Point labels for objects

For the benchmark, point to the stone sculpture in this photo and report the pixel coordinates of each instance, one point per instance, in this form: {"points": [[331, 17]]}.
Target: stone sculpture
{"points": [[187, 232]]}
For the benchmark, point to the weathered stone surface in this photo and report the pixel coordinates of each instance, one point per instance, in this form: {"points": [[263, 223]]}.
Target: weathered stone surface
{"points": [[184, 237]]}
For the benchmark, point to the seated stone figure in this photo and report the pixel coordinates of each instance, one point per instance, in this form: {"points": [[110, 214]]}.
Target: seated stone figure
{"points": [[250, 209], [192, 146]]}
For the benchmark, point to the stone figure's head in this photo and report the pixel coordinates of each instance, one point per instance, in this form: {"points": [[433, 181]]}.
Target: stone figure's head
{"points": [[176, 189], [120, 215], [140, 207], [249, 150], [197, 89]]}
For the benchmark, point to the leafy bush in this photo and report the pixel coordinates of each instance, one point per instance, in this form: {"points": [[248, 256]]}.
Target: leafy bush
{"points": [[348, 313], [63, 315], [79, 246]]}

__Problem statement__.
Please give back every one of the lines above verbatim.

__Task output__.
For the benchmark, point to the stone sculpture in this photo and report the pixel coordinates of each instance, one point per instance, in this form: {"points": [[331, 17]]}.
Target: stone sculpture
{"points": [[187, 232]]}
For the benchmark, point to the weathered stone surface in this photo and report the pixel coordinates of each instance, one point per instance, in this form: {"points": [[263, 223]]}.
Target: weathered stone surface
{"points": [[184, 237]]}
For the benchmark, point to the seated stone figure in this photo and report the pixel coordinates of each instance, one point per instance, in this form: {"points": [[110, 214]]}.
Target: seated stone figure
{"points": [[250, 209], [192, 146]]}
For the benchmark, point to the stone figure's head in this photo and report the pixel coordinates of each instance, one point per instance, in this form: {"points": [[433, 181]]}.
Target: stone figure's head
{"points": [[176, 189], [120, 215], [140, 207], [249, 150], [197, 89]]}
For the benchmark, point to the leafy bush in this photo and report the pixel coordinates of each instance, one point per instance, in this form: {"points": [[248, 256]]}.
Target: leafy bush
{"points": [[348, 313], [63, 315], [79, 246]]}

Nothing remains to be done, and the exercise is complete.